**Given request:**
Please report every line below that contains the word "verge", copying each such line in full.

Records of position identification

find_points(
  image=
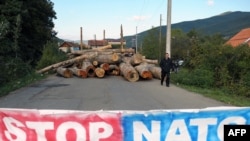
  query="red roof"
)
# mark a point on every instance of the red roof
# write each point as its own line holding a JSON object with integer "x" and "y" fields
{"x": 97, "y": 42}
{"x": 243, "y": 37}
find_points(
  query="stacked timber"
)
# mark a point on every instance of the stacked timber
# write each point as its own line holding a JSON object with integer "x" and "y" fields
{"x": 103, "y": 61}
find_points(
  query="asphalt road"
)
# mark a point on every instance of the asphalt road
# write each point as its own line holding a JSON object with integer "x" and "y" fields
{"x": 109, "y": 93}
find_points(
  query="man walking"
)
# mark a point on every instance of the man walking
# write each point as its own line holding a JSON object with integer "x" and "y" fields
{"x": 166, "y": 65}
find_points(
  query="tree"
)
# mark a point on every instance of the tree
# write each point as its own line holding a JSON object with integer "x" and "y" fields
{"x": 151, "y": 45}
{"x": 28, "y": 26}
{"x": 25, "y": 27}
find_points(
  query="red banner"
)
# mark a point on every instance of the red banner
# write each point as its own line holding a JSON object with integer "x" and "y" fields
{"x": 31, "y": 125}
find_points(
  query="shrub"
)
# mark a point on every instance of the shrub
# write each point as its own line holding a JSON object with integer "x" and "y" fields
{"x": 51, "y": 55}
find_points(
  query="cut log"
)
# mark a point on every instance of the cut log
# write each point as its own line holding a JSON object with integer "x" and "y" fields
{"x": 144, "y": 71}
{"x": 67, "y": 62}
{"x": 79, "y": 72}
{"x": 126, "y": 59}
{"x": 108, "y": 58}
{"x": 106, "y": 51}
{"x": 65, "y": 72}
{"x": 95, "y": 63}
{"x": 103, "y": 47}
{"x": 113, "y": 70}
{"x": 129, "y": 72}
{"x": 150, "y": 61}
{"x": 100, "y": 72}
{"x": 156, "y": 71}
{"x": 89, "y": 68}
{"x": 136, "y": 59}
{"x": 105, "y": 66}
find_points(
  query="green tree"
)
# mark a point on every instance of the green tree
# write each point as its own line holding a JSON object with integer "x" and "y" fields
{"x": 151, "y": 44}
{"x": 25, "y": 27}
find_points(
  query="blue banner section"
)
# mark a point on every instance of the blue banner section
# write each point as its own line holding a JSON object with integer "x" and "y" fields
{"x": 200, "y": 125}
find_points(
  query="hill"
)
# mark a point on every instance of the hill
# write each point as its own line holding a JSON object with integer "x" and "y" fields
{"x": 227, "y": 24}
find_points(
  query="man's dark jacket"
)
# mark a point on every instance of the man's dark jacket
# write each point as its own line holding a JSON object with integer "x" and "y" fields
{"x": 166, "y": 65}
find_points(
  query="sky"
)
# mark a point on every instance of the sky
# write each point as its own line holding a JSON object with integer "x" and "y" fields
{"x": 135, "y": 16}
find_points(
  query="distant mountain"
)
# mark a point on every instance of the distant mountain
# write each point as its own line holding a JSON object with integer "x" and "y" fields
{"x": 227, "y": 24}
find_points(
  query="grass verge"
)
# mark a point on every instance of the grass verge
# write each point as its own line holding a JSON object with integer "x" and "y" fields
{"x": 22, "y": 82}
{"x": 220, "y": 95}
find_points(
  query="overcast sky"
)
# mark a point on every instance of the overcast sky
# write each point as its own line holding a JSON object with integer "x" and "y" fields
{"x": 95, "y": 16}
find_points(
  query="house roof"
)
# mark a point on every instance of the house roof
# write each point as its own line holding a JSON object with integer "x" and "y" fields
{"x": 243, "y": 37}
{"x": 69, "y": 44}
{"x": 97, "y": 42}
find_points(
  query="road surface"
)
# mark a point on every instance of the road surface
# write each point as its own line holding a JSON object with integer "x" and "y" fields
{"x": 109, "y": 93}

**Exercise answer:**
  query="grass verge"
# mark a point on every instance of the grass verge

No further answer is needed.